* _SELECTED EXCERPT_:
Soft particle glasses are used as rheological additives in many applications including coatings, solid inks and textured food and cosmetic products but their formulation is largely empirical. A quantitative connection between their formulation and rheology is critical to enable their rational design. Their microstructure will lead to the microscopic origin of some unique properties in common with other soft crowded materials like intracellular cytoplasm and clays. These are complex fluids and require novel techniques to characterize them. A study of these techniques is essential to efficiently interpret the observations in terms of their macroscopic properties and the microscopic dynamics involved.
Particle scale simulations of steady and oscillatory shear flow are developed to predict the nonlinear rheology and microstructure of these glasses. The origin of yielding is determined as escape of particles from their cages giving rise to a shear induced diffusion. Microrheology is studied by developing simulations of a probe particle being pulled at a constant force and the rheological information from microrheology is quantitatively connected to that from bulk rheological measurements.

* _GIVEN ENTRIES_:
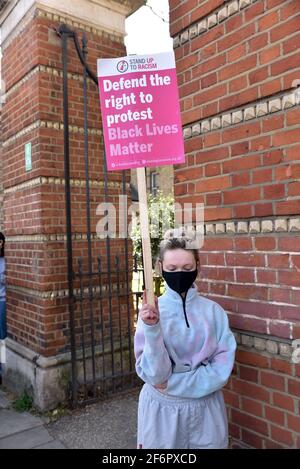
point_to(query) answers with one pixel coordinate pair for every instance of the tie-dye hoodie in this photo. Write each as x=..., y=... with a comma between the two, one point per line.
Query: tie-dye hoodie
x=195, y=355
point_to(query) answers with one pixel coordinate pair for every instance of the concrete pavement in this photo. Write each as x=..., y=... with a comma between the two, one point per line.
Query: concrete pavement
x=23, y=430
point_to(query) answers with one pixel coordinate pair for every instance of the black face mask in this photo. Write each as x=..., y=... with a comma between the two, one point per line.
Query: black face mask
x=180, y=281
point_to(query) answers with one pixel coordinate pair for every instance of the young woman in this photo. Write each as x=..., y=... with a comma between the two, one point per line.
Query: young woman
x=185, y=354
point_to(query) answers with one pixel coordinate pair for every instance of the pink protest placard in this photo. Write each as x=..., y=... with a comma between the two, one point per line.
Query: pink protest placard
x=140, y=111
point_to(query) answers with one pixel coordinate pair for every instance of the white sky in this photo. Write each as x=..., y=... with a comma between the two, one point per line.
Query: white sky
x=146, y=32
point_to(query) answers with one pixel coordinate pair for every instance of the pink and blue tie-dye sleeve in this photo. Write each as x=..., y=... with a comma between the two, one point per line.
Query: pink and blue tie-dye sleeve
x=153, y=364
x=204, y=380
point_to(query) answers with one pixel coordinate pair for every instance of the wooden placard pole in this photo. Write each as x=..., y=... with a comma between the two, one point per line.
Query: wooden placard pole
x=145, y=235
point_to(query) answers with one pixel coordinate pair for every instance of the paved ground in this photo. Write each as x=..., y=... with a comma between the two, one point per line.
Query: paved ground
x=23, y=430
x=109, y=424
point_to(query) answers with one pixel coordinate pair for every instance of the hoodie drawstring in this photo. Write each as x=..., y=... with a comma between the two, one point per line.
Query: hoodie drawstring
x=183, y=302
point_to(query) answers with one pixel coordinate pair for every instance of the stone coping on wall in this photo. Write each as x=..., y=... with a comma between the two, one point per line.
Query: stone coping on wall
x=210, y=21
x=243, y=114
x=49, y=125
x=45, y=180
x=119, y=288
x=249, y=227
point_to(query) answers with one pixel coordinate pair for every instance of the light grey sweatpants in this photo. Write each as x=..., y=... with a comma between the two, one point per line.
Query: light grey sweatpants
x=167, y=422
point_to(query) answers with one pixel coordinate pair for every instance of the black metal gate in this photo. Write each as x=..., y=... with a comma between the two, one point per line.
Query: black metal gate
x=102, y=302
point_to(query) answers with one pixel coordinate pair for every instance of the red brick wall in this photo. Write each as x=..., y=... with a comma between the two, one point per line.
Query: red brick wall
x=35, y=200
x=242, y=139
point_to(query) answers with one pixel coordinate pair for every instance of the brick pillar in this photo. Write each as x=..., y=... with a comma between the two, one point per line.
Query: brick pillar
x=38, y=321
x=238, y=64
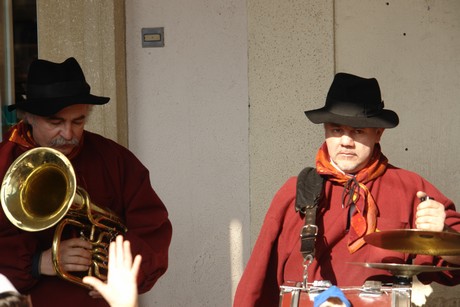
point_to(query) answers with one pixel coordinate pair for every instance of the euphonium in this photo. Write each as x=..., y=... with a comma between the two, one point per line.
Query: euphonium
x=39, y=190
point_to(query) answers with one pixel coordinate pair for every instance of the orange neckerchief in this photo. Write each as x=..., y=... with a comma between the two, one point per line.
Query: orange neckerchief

* _COMPLETE THE FOLLOWING_:
1) Answer these questions from the passage on soft particle glasses:
(a) In which applications are soft particle glasses used as rheological additives?
(b) What is the origin of yielding determined to be?
(c) In the microrheology simulations, how is the probe particle pulled?
2) Write out the passage on soft particle glasses from "Soft particle glasses" up to and including "microscopic dynamics involved.".
The listing has nothing to do with the passage on soft particle glasses.

* _SOLUTION SET_:
1)
(a) Coatings, solid inks, and textured food and cosmetic products.
(b) The escape of particles from their cages, which gives rise to a shear induced diffusion.
(c) At a constant force.

2)
Soft particle glasses are used as rheological additives in many applications including coatings, solid inks and textured food and cosmetic products but their formulation is largely empirical. A quantitative connection between their formulation and rheology is critical to enable their rational design. Their microstructure will lead to the microscopic origin of some unique properties in common with other soft crowded materials like intracellular cytoplasm and clays. These are complex fluids and require novel techniques to characterize them. A study of these techniques is essential to efficiently interpret the observations in terms of their macroscopic properties and the microscopic dynamics involved.